[Stored data]
———
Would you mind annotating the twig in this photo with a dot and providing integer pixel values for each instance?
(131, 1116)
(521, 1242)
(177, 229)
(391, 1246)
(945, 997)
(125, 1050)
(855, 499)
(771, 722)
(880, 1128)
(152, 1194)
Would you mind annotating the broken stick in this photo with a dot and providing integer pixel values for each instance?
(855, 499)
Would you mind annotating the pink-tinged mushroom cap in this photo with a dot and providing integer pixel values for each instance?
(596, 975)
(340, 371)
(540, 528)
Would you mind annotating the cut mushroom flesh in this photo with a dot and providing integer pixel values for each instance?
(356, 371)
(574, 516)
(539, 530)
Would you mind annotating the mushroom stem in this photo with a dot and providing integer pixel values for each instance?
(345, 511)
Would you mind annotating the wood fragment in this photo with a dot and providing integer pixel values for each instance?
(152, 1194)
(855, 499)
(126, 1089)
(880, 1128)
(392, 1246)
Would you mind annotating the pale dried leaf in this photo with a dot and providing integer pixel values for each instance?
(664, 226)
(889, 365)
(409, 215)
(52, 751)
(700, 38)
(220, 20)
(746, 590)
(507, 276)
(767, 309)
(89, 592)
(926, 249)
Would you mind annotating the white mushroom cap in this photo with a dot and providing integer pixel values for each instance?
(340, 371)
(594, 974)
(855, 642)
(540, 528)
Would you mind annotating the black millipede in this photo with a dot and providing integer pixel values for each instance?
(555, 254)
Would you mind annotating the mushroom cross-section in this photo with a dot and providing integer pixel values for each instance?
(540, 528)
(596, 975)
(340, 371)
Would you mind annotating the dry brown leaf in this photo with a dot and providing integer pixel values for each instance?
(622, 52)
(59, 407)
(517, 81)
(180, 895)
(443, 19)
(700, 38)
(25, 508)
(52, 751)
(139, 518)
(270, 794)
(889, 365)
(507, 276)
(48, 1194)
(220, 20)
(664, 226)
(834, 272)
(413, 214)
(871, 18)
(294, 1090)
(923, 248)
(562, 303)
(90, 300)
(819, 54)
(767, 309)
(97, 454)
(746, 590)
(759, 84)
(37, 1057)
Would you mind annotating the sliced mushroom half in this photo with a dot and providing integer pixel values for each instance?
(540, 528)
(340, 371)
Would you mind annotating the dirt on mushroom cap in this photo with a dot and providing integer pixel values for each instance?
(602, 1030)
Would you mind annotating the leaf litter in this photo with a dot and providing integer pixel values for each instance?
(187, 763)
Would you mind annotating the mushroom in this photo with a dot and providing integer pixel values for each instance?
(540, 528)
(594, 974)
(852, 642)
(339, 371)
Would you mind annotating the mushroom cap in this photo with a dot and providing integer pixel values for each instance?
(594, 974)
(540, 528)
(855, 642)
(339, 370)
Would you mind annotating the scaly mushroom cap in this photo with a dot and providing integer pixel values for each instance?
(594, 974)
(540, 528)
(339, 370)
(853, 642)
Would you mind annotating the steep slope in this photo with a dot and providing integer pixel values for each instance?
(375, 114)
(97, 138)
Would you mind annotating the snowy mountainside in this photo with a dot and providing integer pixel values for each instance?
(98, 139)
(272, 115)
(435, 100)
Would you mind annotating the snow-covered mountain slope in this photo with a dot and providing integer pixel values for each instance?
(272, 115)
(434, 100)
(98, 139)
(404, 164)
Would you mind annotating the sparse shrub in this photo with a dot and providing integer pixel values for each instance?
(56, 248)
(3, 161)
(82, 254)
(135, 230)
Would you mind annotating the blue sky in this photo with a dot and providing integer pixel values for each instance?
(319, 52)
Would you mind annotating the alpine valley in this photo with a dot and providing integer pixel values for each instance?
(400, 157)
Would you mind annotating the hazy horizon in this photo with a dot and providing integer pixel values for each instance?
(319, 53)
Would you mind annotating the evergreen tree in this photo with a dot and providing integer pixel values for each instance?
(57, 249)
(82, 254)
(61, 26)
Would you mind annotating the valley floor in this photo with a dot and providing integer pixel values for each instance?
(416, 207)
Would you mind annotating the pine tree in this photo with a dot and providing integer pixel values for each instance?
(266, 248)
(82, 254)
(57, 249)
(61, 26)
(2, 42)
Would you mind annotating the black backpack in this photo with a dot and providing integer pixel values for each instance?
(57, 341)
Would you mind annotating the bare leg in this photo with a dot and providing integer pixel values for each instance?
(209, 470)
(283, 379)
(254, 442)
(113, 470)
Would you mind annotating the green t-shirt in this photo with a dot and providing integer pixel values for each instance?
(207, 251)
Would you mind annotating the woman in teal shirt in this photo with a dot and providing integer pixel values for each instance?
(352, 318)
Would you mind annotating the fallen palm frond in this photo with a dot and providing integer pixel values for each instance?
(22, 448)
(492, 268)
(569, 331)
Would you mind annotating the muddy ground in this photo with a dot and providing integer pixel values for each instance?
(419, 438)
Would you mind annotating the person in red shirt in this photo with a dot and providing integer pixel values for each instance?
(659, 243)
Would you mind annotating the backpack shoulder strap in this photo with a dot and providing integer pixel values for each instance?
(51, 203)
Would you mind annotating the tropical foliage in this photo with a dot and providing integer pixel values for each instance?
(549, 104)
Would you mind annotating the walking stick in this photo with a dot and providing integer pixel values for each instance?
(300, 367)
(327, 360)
———
→ **Problem to work on**
Reproduce, character for character, the stretch of the listing from the line containing "Would you mind annotating the tropical" through the end of the listing.

→ **Answer to the problem**
Would you mind annotating the tropical foliage in this photo with a dot and providing integer pixel values for each instance?
(549, 104)
Would you mind annotating the walking stick in this photo with a dot and providing integer pixel values for each instance?
(300, 367)
(327, 360)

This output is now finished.